Ejercicios propuestos
- 1) En el pasaje sobre las secuencias teatrales con Ray, ¿qué obra de Kafka interpreta el actor al que dirige Ray?
- 2) Reanuda el pasaje sobre las secuencias teatrales con Ray a partir de su última oración.

Texto de lectura
Se suceden entonces una serie de secuencias teatrales. En la primera se ve a Ray dirigiendo a un actor que interpreta una versión de Informe para una academia, de Kafka. No deja de resultar significativa la elección de Kafka, y de ese texto en concreto, en el contexto de este ejercicio de documentación real de la muerte. A petición del director, el actor evidencia su animalidad, prescinde del decoro, se baja los pantalones, muestra la herida… Cuando pronuncia una de las frases claves en el cuento: “buscaba salida, no libertad”, Ray queda absorto, imaginando también una salida imposible que sólo le permitirá la muerte. Ésta se anuncia en la imagen del junco vacío sobre el río Hudson, ocupado sólo por cámaras y proyectores, que reaparecerá al final de la película portando las cenizas del protagonista.
La segunda secuencia teatral invierte las funciones. Inspirada en El rey Lear de Shakespeare, se ve en ella a Ray en el papel de padre y a una actriz contratada en el papel de Cordelia, mientras que Wenders asume la dirección de esta película en el interior de la película. La escenografía es similar a la que se había visto unos minutos antes con motivo de la recreación de un sueño en el que Wenders ocupaba el lecho de enfermo de Ray en un espacio blanco, impoluto, sólo roto ahora por la presencia caprichosa de un gato negro. Postrado en la cama, Ray, en el papel de Lear, recibe la visita de su hija; él describe el proceso de su enfermedad, la extirpación del cáncer de pecho y la aparición del cáncer del cerebro. La cámara se fija en la mujer real de Ray mientras su hija ficticia pregunta: “¿No tienes miedo?” Él reflexiona un momento y contesta: “¡No!”. Ambos ríen. El texto vuelve entonces a la ficción. “Somos dueños de media Britania y de una parte de nosotros mismos. Y me gusta esa pequeña parte de nosotros mismos que compartimos.”

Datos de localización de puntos
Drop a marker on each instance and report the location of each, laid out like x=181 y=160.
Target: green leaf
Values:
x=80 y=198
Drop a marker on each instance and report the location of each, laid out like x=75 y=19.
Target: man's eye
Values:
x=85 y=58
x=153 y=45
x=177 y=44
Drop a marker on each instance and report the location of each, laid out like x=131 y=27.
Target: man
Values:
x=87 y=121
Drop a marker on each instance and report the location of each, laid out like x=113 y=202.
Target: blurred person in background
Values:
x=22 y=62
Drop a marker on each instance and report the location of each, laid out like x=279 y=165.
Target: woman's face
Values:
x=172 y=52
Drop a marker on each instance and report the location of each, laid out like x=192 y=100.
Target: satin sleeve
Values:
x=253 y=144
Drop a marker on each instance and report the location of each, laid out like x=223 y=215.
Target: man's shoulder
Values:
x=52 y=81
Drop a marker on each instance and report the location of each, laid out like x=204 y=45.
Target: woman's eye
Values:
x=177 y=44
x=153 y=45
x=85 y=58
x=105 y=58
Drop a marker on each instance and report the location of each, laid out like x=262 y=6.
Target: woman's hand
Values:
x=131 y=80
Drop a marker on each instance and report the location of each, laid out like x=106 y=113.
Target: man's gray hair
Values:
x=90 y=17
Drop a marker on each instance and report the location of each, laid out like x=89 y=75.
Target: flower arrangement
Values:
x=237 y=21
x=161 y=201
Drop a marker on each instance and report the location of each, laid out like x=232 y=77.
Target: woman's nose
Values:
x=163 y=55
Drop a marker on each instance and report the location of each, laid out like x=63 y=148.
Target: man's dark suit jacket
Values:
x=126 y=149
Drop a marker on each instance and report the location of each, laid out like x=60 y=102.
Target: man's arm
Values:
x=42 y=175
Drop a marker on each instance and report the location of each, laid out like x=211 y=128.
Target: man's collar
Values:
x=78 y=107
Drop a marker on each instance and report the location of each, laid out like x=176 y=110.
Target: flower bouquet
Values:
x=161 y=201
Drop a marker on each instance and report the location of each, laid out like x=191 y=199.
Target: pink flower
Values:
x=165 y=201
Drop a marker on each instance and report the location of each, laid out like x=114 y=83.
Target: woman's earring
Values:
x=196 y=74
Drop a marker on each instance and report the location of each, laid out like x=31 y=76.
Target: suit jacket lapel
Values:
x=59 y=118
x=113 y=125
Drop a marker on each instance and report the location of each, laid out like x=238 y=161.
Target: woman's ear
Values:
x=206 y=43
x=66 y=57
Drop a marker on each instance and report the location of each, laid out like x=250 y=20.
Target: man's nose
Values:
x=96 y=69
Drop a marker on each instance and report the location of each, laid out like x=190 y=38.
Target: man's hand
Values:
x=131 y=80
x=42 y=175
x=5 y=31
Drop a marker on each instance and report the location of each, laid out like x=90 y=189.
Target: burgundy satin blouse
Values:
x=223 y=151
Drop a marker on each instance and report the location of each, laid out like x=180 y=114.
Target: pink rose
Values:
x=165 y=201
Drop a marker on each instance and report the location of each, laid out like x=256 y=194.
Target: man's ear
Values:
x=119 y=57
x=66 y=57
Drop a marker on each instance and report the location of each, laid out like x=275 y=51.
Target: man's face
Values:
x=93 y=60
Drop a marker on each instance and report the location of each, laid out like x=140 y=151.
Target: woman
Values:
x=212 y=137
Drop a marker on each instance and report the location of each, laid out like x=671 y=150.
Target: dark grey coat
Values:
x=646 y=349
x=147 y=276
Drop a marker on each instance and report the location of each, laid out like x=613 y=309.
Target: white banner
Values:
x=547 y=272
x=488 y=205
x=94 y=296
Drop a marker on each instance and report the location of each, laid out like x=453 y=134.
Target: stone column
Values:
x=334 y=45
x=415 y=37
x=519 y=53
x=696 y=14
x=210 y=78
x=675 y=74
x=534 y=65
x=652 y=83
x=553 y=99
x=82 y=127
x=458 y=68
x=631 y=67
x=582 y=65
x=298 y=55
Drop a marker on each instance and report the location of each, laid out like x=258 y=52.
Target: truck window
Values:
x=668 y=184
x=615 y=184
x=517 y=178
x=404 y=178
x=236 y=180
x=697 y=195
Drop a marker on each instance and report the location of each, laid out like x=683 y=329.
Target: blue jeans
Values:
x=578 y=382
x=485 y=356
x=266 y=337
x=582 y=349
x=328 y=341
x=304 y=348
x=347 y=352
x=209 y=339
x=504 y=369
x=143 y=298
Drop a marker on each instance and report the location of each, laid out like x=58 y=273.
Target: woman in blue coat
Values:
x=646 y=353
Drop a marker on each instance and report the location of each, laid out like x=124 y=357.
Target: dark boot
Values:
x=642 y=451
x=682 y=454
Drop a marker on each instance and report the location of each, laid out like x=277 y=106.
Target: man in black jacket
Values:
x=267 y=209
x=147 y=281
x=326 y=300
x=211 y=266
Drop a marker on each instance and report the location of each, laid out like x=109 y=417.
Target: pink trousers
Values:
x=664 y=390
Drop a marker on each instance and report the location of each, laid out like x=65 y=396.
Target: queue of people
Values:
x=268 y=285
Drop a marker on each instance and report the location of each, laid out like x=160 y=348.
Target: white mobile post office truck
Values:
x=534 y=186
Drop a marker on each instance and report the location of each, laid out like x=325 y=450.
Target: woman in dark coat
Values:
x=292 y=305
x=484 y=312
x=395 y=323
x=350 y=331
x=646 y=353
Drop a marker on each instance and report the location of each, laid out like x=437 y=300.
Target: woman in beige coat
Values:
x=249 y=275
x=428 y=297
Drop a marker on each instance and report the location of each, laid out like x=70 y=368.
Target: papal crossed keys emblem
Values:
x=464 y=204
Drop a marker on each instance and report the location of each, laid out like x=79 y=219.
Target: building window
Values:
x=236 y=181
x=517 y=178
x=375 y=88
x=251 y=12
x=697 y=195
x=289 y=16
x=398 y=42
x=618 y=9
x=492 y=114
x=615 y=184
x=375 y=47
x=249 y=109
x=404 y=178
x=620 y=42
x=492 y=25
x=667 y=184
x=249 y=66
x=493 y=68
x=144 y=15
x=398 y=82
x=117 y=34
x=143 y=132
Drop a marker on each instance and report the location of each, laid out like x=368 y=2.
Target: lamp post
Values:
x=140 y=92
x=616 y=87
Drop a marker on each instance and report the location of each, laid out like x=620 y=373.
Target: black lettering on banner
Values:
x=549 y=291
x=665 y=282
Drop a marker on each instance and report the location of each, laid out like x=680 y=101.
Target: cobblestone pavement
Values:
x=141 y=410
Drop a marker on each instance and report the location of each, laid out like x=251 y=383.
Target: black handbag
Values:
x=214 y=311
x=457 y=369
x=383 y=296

Respuestas
- 1) Una versión de Informe para una academia.

- 2)
Un segundo sueño de Wenders es interrumpido por la tercera secuencia teatral, que enfrenta sin mediaciones a los dos directores. Ray lleva un parche en el ojo, recuperado de su caracterización como Andrew Prokasch en El amigo americano. Su aspecto físico es lamentable, está ya al límite de lo soportable, tanto por él como por quienes le acompañan. Consciente de la situación, Ray trata de bromear: “Podríamos hacerlo gracioso si vomitara encima de ti”. Lo intenta, cantando y gritando para provocarse arcadas. Pero desiste. “Estás haciendo que me enferme del estómago”. La escena es una respuesta a directa a la de Kafka, la degradación a la que se somete el actor que interpreta al mono en su enfrentamiento a la Academia tiene su equivalente en la exhibición indecorosa del estado límite de un cuerpo aún sujeto que se resiste a la disociación y que, finalmente, se ve obligado a ordenar: “¡Corten!” Wenders lo desoye en la primera ocasión y la cámara sigue filmando. Ray parece aceptar su destino, pero inmediatamente se reafirma en su decisión. El segundo “¡Corten!” de Ray provoca el oscuro.
La película concluye con un epílogo, sobre el junco chino, tal como había imaginado Ray: en el camarote, el equipo de filmación que comenta el proceso, la decisión de Ray, el final; sobre la cubierta, la urna con sus cenizas, una cámara abandonada, un rollo de película, Susan, vestida de blanco, dejándose acariciar por el viento.
Es lo que queda después del desorden provocado por el relámpago. Wenders trató de seguir su trayectoria asomándose al abismo, pero el agua volvió a repelerlo; la realidad, fiel a la ley matemática de Arquímedes, lo devolvió a la superficie. Vanas fueron sus tentativas de documentación, tanto como las de teatralización: llega un momento en que la imagen debe ir al negro. Ese negro es el límite de la alteridad. Pero llegar hasta ahí no habría sido posible sin asumir un gran riesgo.
El riesgo, del que en todo momento es consciente Wenders, deriva del empeño por documentar el proceso físico, mostrándolo todo, sin por ello convertir en objeto al enfermo, todo lo contrario, manteniéndolo como sujeto. La observación imparcial, propia de la actitud realista, cede paso a un diálogo intersubjetivo; esto obliga al director a introducirse como actor-testigo-interlocutor en su propia película y a multiplicar los planos de realidad. Sólo multiplicando los planos de realidad considera Wenders posible aproximarse a la complejidad de la muerte de su amigo a quien en todo momento trata de mantener como co-director, co-autor, que está a la vez delante y detrás de la cámara.